-------- EXERCISE DATA --------

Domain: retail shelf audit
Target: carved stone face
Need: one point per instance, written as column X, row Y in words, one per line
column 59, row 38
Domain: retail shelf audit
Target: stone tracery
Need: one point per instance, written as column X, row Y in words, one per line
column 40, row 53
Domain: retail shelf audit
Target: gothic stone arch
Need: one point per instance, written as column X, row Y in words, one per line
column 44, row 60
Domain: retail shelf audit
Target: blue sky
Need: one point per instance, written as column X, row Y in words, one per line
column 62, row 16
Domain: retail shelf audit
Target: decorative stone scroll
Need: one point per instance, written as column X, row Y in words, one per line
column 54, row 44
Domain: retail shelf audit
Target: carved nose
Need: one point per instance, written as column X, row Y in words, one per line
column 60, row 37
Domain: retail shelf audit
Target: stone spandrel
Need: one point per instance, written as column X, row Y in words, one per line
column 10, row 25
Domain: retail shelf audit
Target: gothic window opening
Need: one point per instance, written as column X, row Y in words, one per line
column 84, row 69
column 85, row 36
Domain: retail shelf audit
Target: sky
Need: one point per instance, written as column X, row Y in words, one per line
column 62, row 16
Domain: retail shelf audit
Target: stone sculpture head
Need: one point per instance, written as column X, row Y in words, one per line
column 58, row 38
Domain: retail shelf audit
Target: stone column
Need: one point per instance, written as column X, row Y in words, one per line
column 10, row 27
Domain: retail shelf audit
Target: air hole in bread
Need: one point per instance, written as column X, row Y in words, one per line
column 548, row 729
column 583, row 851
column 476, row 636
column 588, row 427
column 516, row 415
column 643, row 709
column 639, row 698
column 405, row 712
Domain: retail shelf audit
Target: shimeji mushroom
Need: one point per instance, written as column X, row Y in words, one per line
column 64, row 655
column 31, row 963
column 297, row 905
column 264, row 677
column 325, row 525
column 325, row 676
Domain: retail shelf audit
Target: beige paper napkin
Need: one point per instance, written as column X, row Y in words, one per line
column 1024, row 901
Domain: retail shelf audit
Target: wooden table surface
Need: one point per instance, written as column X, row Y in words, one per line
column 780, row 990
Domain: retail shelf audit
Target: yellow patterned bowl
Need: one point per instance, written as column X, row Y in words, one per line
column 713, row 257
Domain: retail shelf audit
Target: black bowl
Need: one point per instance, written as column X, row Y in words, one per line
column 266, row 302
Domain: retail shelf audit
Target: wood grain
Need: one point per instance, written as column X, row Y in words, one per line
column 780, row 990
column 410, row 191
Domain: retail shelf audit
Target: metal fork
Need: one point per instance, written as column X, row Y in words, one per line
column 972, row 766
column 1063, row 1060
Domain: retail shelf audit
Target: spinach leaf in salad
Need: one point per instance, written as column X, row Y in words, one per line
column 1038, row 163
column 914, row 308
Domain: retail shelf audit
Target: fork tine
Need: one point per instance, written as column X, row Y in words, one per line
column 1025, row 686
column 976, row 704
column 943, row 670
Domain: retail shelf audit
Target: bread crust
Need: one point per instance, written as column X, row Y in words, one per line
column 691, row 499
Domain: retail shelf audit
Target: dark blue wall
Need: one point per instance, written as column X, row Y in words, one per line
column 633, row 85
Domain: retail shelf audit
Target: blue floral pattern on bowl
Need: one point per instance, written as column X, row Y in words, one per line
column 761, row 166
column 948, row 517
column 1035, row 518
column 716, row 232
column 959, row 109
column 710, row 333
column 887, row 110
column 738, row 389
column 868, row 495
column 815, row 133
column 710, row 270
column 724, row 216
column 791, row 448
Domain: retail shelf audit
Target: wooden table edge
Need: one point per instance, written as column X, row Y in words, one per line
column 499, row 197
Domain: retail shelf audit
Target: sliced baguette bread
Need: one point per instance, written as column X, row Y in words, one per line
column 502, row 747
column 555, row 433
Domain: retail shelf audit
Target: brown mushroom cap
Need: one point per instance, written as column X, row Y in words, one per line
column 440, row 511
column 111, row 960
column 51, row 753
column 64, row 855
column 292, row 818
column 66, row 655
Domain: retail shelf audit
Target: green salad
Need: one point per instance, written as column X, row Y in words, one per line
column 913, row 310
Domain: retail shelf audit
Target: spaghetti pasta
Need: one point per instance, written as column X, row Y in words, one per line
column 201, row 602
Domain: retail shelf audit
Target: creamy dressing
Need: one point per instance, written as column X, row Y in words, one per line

--------

▶ [EXERCISE BRIEF] Which lines hold the word "bowl"? Return all of them from the records above.

▶ [RESPONSE TO THIS TASK]
Target: yellow patterned bowl
Target: black bowl
Target: blue floral pattern on bowl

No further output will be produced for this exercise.